Problems to work on:
A) Duplicate a passage from the article about Blind Channel, beginning at the words "Hard guitar rock" and ending after the words "Kaunisvesi (Blind Channel)".
B) Go on with the article about Blind Channel from the point where it stops.

* Start Excerpt *

Blind Channel: Take a shot for the new-generation pop
Blind Channel, which combines metal, rap and pop hooks, will represent Finland at the Eurovision Song Contest in May. The band is often referred to as ’nu metal’, but ’nu generation’ might be more accurate.
The performance starts with middle fingers in the air. That’s followed by a heavy but melodic chorus, a rap interlude and a slower section featuring keyboards and scratching. The lyrics refer to living in a “pitch black paradise” and the “27 Club” of artists who died young.
Blind Channel, based in the northern city of Oulu, took this recipe to an overwhelming victory in Finland’s annual Uuden Musiikin Kilpailu (UMK or New Music Contest) in February. That earned them a ticket to Rotterdam, where they will represent Finland at the Eurovision Song Contest in May.
Hard guitar rock has brought both success and failure for Finland at Eurovision in the past. Lordi resoundingly won the event in 2006, but in 2008 Teräsbetoni only placed 22nd, and in 2015 Pertti Kurikan Nimipäivät didn’t make it into the final.
We figured that the UMK could be a really good thing in this situation. – Aleksi Kaunisvesi (Blind Channel)
Aleksi Kaunisvesi aka Alex Mattson, who handles Blind Channel’s samples and percussion, says that none of the band members have really paid much attention to Eurovision in the past.
“Lordi’s victory was memorable though, because we were young guys then and just starting to play music. It was a big deal.”
The decision to take part in the Eurovision qualifying competition came out a corona-era stalemate. Blind Channel had just released their third album, "Violent Pop" (2020), and booked the rest of the year full of concerts and festivals. Then everything was cancelled.
“We figured that the UMK could be a really good thing in this situation. We could get to make music and keep ourselves busy,” Mattson says.
Now they are busy. Blind Channel has started getting ready for Eurovision, including fine-tuning their performance of the song Dark Side.
“We realised after UMK that we probably had the least amount of stage sets or show elements of any of the contestants. It was good to see that our energy came through, and was strong enough in that situation. But now we’re thinking big about the show side of it, and want to offer something special at Eurovision,” says Mattson.

* End Excerpt *
* Start Information given *

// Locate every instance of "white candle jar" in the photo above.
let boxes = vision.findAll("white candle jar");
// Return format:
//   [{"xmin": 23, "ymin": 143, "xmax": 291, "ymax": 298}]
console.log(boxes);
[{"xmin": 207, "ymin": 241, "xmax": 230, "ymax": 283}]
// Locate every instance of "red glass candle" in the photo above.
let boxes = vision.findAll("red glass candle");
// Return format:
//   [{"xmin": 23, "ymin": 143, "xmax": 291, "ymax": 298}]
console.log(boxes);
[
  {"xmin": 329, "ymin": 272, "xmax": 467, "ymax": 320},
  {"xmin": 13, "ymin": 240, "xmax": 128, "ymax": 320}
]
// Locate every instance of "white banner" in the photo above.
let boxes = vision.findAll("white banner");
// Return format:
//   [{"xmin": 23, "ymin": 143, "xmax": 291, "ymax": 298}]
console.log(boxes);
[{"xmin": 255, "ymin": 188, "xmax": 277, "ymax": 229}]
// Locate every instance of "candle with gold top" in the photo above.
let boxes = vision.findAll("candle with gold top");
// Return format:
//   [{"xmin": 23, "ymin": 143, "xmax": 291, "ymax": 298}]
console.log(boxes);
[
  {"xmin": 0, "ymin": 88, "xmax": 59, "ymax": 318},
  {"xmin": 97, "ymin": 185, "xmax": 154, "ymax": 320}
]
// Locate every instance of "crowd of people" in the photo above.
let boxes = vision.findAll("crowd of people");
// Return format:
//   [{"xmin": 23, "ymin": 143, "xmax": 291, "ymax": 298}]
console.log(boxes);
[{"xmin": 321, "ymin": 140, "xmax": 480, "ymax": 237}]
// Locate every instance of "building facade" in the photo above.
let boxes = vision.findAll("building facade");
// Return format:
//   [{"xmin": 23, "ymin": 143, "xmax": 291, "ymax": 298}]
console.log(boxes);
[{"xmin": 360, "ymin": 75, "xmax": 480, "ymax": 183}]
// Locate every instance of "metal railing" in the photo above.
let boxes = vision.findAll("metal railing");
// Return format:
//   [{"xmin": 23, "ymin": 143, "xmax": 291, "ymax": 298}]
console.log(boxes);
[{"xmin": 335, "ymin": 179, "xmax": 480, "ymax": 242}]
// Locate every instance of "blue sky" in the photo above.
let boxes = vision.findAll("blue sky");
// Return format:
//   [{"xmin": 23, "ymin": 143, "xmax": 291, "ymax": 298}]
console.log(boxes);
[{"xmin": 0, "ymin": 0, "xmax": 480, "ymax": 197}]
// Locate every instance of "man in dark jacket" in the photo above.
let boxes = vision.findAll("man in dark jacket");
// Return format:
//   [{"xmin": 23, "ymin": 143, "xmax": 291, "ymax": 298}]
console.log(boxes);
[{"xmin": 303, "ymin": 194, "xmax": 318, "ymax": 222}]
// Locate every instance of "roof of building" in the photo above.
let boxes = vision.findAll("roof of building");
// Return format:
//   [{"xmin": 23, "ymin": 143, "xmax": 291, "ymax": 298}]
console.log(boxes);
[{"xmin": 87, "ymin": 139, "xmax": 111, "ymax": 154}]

* End Information given *

Responses in order:
A)
Hard guitar rock has brought both success and failure for Finland at Eurovision in the past. Lordi resoundingly won the event in 2006, but in 2008 Teräsbetoni only placed 22nd, and in 2015 Pertti Kurikan Nimipäivät didn’t make it into the final.
We figured that the UMK could be a really good thing in this situation. – Aleksi Kaunisvesi (Blind Channel)

B)
New generation music
Blind Channel has spurred talk of a revival of nu metal, a hybrid genre that had its heyday around the turn of the millennium. However the group differs in many ways from those that hit it big in the early 2000s, above all in how a metal band is defined.
The guys in Blind Channel are aged 23-27, so for them nu metal is not a return to lost youth but their contemporary soundtrack.
And Blind Channel does not even try to be faithful to any particular scene. The group combines rock, rap, metal, electronic elements and pop hooks, and poses in its promo pictures with the confidence of a boy band. Their mission is clear: the conquest of the pop world.
“Pop isn’t a dirty word for us. We all have different musical backgrounds, but we’re all into heavier music and pop. And we’re all good at them. International popularity is our ultimate goal, and we’re all putting everything we have into reaching that,” Mattson says.
Pop isn’t a dirty word for us. We all have different musical backgrounds, but we’re all into heavier music and pop. – Aleksi Kaunisvesi (Blind Channel)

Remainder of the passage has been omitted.